§ **WORK TO DO**
Reproduce the following lines verbatim, keeping every character, number, and line break unchanged.
___
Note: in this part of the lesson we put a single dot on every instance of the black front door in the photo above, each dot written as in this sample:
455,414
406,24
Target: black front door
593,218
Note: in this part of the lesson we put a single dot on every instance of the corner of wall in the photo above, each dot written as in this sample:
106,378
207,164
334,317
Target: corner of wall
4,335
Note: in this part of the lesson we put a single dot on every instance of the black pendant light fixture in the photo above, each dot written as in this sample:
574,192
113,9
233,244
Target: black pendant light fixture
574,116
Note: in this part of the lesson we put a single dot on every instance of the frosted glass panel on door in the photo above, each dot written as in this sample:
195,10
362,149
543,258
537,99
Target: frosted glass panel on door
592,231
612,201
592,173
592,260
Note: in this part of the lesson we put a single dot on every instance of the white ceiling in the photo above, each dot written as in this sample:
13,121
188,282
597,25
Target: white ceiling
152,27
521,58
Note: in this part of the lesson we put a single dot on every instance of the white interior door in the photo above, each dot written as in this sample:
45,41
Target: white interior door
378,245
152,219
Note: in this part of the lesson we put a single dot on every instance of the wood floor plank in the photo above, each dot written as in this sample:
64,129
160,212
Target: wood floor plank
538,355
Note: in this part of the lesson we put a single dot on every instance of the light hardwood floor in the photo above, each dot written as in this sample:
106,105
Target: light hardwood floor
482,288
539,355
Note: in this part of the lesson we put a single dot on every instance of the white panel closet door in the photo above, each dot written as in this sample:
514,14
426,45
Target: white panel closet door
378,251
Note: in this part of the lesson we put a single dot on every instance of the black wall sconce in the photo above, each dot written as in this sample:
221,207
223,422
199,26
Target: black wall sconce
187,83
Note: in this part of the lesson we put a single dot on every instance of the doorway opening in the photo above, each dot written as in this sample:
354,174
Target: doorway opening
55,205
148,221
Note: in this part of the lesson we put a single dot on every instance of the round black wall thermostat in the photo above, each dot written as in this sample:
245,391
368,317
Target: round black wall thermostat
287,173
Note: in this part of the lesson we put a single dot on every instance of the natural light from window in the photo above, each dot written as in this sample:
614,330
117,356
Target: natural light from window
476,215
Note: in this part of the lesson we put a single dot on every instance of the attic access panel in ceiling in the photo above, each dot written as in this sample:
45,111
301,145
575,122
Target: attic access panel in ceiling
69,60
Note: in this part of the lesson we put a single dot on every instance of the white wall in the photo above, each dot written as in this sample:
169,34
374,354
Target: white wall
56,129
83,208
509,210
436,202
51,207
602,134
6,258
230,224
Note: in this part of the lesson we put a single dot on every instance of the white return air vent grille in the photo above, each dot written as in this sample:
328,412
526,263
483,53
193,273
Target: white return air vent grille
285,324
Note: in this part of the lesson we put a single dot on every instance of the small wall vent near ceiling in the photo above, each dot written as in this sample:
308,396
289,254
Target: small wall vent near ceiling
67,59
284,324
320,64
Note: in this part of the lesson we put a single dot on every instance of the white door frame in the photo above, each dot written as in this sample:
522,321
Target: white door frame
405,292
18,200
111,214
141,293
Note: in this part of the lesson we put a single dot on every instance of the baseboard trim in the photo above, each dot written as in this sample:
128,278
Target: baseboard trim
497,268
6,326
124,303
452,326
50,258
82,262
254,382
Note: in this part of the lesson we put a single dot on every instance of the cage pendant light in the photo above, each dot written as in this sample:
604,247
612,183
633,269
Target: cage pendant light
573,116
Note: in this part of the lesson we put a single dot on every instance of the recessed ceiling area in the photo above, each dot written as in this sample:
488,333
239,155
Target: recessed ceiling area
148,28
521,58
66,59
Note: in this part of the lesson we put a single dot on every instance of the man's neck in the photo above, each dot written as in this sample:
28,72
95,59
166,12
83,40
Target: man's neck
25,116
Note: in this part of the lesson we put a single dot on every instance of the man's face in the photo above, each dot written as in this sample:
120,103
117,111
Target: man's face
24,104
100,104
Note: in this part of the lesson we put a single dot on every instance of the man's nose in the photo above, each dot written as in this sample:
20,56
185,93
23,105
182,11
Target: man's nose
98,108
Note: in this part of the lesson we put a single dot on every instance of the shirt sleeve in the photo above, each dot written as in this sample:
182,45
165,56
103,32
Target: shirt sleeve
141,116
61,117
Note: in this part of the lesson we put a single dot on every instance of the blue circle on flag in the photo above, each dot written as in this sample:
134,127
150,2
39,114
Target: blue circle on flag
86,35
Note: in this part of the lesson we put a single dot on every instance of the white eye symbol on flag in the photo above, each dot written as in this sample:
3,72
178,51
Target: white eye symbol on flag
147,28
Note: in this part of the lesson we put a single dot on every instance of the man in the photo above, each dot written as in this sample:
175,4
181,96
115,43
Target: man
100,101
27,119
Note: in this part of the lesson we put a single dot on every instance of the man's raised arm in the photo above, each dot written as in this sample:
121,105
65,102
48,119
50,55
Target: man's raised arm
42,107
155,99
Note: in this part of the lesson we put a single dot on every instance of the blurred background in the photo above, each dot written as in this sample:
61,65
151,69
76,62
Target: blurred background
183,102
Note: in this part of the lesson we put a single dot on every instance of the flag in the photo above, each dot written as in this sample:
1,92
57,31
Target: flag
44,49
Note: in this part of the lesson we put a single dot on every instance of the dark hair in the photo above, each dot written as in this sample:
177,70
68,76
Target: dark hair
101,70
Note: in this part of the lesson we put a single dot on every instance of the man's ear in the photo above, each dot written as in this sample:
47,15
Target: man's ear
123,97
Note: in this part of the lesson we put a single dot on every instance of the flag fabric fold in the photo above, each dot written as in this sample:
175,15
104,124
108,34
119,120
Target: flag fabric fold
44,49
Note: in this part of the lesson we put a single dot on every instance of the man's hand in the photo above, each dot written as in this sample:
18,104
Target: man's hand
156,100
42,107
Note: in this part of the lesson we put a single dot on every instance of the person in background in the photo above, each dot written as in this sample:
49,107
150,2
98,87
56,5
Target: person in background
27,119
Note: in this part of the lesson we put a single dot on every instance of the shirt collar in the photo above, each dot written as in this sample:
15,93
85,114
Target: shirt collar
___
§ **FINAL ANSWER**
Note: in this part of the lesson we put a single dot on every instance of the black front door in the photo above, each dot written as in this sample:
455,414
406,24
Target: black front door
593,218
Note: in this part of the lesson we put a single dot on every instance of the corner of wall in the photo above, each dot written as in this sample:
106,378
207,164
334,317
Target: corner of wall
4,335
Note: in this part of the lesson we put a single dot on every instance of the black pendant light fixture in the photo above, each dot written as in this sample:
574,192
113,9
233,244
Target: black pendant light fixture
574,116
Note: in this part of the lesson we put a single dot on every instance of the frosted glass panel on door in the photo above, each dot written as in this sample:
195,10
362,149
543,258
537,99
Target: frosted glass panel on door
592,231
612,201
592,173
592,260
Note: in this part of the lesson we put a single dot on every instance of the white ceiling in the photo above, each dot written as in this sample:
13,121
188,282
597,25
Target: white ceiling
152,27
521,58
Note: in this part of the lesson we put a single dot on every instance of the white interior door in the photo above, each dot written as in this sample:
45,41
Target: white interior door
378,245
152,219
Note: in this part of the lesson we put a single dot on every instance of the wood floor plank in the photo above, each dot written as in this sample:
64,129
160,212
Target: wood floor plank
538,355
Note: in this part of the lesson we put a single dot on every instance of the light hardwood floor in the photo above, each dot written as in this sample:
106,105
Target: light hardwood floor
482,288
539,355
Note: in this part of the lesson we put a single dot on every instance of the white panel closet door in the photo above, each dot written as in this sample:
514,14
426,45
Target: white panel closet door
378,251
Note: in this part of the lesson we put a single dot on every instance of the black wall sconce in the photo above, each dot written as in this sample:
221,207
223,422
199,26
Target: black wall sconce
187,83
Note: in this part of the lesson we put a single dot on every instance of the doorway opening in the photo above, each dot written as in this sample:
354,174
Target: doorway opening
55,205
148,221
Note: in this part of the lesson we put a single dot on every instance of the round black wall thermostat in the photo above, each dot written as in this sample:
245,391
368,317
Target: round black wall thermostat
287,173
Note: in this part of the lesson we put a single dot on every instance of the natural light from window in the photo above, each dot written as in this sample:
614,330
117,356
Target: natural light from window
476,215
Note: in this part of the lesson we put a single dot on every instance of the attic access panel in ceiling in the photo above, each dot written as in this sample:
45,111
301,145
575,122
Target: attic access panel in ceiling
69,60
Note: in this part of the lesson we put a single dot on every instance of the white wall in the photo above, each dot written as in this sample:
169,34
374,354
Target: white wall
56,129
83,208
509,210
436,202
51,207
602,134
6,258
230,224
Note: in this part of the lesson we put a single dot on every instance of the white return air vent grille in the photo above, each dot written as in this sample:
328,412
526,263
483,53
193,273
Target: white return air vent grille
285,324
Note: in this part of the lesson we put a single dot on every instance of the small wall vent near ceiling in the photo above, each dot written as in this sample:
308,396
289,254
Target: small wall vent near ceiling
67,59
284,324
320,64
Note: in this part of the lesson we put a single dot on every instance of the white door frame in the photo above, each dot written as in this sample:
522,321
Target: white door frame
405,292
18,200
111,214
141,293
Note: in this part of the lesson we put a single dot on every instance of the baseboard trim in the photo above, each dot written as in this sample:
128,278
Target: baseboard trim
497,268
6,326
124,303
452,326
50,258
82,262
254,382
Note: in this part of the lesson we put a single dot on every instance of the cage pendant light in the photo above, each dot written as in this sample:
604,247
612,183
633,269
Target: cage pendant light
573,116
Note: in this part of the lesson we put a single dot on every instance of the recessed ceiling area in the photo above, each dot written as in this sample:
488,333
239,155
Target: recessed ceiling area
148,28
521,58
66,59
Note: in this part of the lesson we put a single dot on every instance of the man's neck in the photo above, each dot written as in this sample:
28,72
95,59
166,12
83,40
Target: man's neck
25,116
Note: in this part of the lesson we put a single dot on every instance of the man's face in the photo above, each dot written as in this sample:
120,103
117,111
Target: man's face
24,104
100,104
Note: in this part of the lesson we put a single dot on every instance of the man's nose in the photo above, each dot written as in this sample:
20,56
185,93
23,105
182,11
Target: man's nose
98,108
Note: in this part of the lesson we put a single dot on every instance of the shirt sleeve in the photo above, each dot written as in this sample:
182,45
165,56
103,32
Target: shirt sleeve
141,116
61,117
Note: in this part of the lesson we put a single dot on every instance of the blue circle on flag in the photo above, each dot written as in this sample:
134,127
150,2
39,114
Target: blue circle on flag
86,35
Note: in this part of the lesson we put a single dot on every instance of the white eye symbol on flag in the photo above, each dot written as in this sample:
3,72
178,51
Target: white eye symbol on flag
147,28
Note: in this part of the lesson we put a single dot on every instance of the man in the photo above, each dot written as in this sample:
175,4
181,96
115,43
Target: man
100,101
27,119
Note: in this part of the lesson we put a single dot on every instance of the man's raised arm in the photo above, each dot written as in this sample:
121,105
65,102
48,119
50,55
Target: man's raised arm
42,107
155,99
Note: in this part of the lesson we put a single dot on every instance of the blurred background in the photo above, each dot written as in this sample:
61,65
151,69
76,62
Target: blurred background
183,102
Note: in this part of the lesson we put a single dot on every instance of the flag in the photo above, each dot written as in this sample:
1,92
57,31
Target: flag
44,49
Note: in this part of the lesson we put a single dot on every instance of the dark hair in the photo above, each dot written as in this sample:
177,70
68,76
Target: dark hair
101,70
Note: in this part of the lesson we put a single dot on every instance of the man's ear in the photo above, each dot written as in this sample:
47,15
Target: man's ear
123,97
Note: in this part of the lesson we put a single dot on every instance of the flag fabric fold in the photo above, each dot written as in this sample:
175,15
104,124
108,34
119,120
Target: flag fabric fold
44,49
Note: in this part of the lesson we put a single dot on every instance of the man's hand in the photo above, each dot written as in this sample:
18,104
Target: man's hand
156,100
42,107
Note: in this part of the lesson we put a single dot on every instance of the person in background in the photo above, each dot written as in this sample:
49,107
150,2
98,87
56,5
Target: person in background
27,119
Note: in this part of the lesson we put a single dot on every instance of the shirt collar in the photo above, each dot written as in this sample:
15,93
85,114
Target: shirt collar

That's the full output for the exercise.